## CONSIGNE 1
Quels noms propres figurent dans le passage sur la reconstruction de la France d'après-guerre ? Donnez-les dans leur ordre d'apparition, sans répéter ceux qui reviennent.
## CONSIGNE 2
Pouvez-vous prolonger le passage sur la reconstruction de la France d'après-guerre au-delà de sa dernière phrase ?

## PASSAGE FOURNI

******

Lorsqu’il a fallu redresser la France après la guerre, on avait besoin de la garantie d’un État fort et de sa volonté politique pour coordonner la reconstruction. Cela a permis à la France de garder son indépendance dans le monde bipolaire né de Yalta en l’absence notoire du Général De Gaulle. Ce faisant, en orientant les entreprises vers l’effort de reconstruction, on créait ou renforçait des pôles industriels capables de répondre aux besoins de la population mais sans dépendre du bon vouloir d’entreprises étrangères soumises au diktat d’intérêts étrangers. C’est la recette appliquée en Chine avec les résultats que chacun peut observer.

******

## EXTRAITS DE DONNÉES
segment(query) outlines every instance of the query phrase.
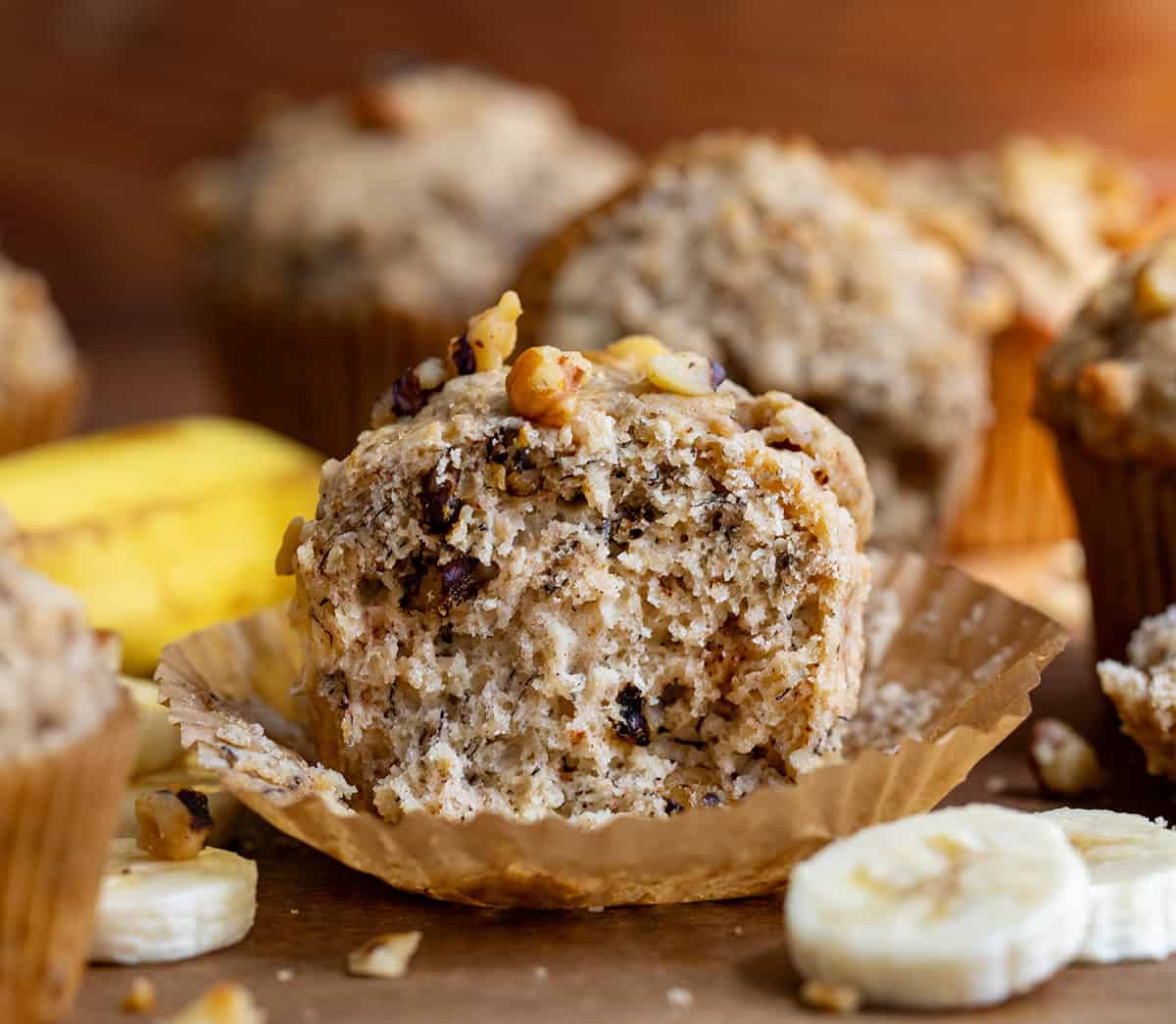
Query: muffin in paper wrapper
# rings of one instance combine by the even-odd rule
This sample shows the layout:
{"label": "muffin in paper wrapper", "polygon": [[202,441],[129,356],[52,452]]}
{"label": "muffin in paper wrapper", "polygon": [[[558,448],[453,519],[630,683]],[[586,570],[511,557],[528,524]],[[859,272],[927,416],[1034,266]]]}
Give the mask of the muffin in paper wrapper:
{"label": "muffin in paper wrapper", "polygon": [[69,1011],[136,730],[120,692],[92,731],[4,762],[0,1020],[39,1024]]}
{"label": "muffin in paper wrapper", "polygon": [[368,429],[372,406],[462,324],[356,303],[209,297],[206,322],[233,411],[327,455]]}
{"label": "muffin in paper wrapper", "polygon": [[397,889],[488,906],[607,906],[753,896],[830,839],[935,807],[1029,714],[1062,649],[1045,616],[917,555],[877,556],[871,668],[841,763],[723,808],[617,817],[465,822],[412,811],[392,824],[350,807],[314,767],[288,695],[301,645],[283,610],[166,648],[156,677],[201,764],[282,831]]}
{"label": "muffin in paper wrapper", "polygon": [[68,380],[34,395],[21,395],[0,408],[0,455],[56,441],[76,424],[87,390],[86,375],[78,370]]}
{"label": "muffin in paper wrapper", "polygon": [[993,340],[993,424],[954,524],[957,549],[1048,544],[1075,535],[1053,435],[1033,417],[1037,357],[1054,335],[1021,316]]}
{"label": "muffin in paper wrapper", "polygon": [[1096,649],[1122,660],[1136,627],[1176,602],[1176,469],[1102,459],[1057,437],[1087,555]]}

******

## RÉPONSE RÉDIGÉE 1
France, Yalta, Général De Gaulle, Chine

## RÉPONSE RÉDIGÉE 2
Nous avons également dénoncé le mot d’ordre des années 1990 qui a conduit, le plus souvent, à la fermeture de branches entières de grands groupes et à la mise à pied de leurs salariés : « se recentrer sur son métier ». Alors que les décennies précédentes avaient vu des grands groupes s’agréger en diversifiant leurs productions, il était devenu de bon ton de railler cette stratégie qui permettait pourtant, quand une branche connaissait des difficultés, de voir les autres la soutenir en attendant de trouver une solution. Carrefour et les rêves
Où l’on voit aussi que, au nom des modes du moments, les financiers savent trouver les mots (« les éléments de langage » pour reprendre le vocabulaire technocratique) pour abuser l’opinion. Nous avons dit aussi, à plusieurs reprises, que ce langage travesti est l’apanage des totalitarismes. Ainsi, afin d’accompagner la révolution informatique, on a commencé par fermer les usines au prétexte que comme le secteur primaire (l’agriculture), le secteur secondaire (l’industrie) devait être réduits pour laisser l’hégémonie au tertiaire. Le problème, c’est que dans ce fameux tertiaire, les acteurs sont soumis aux aléas d’entreprises étrangères par le biais de participations croisées et du jeu de la grande finance internationale.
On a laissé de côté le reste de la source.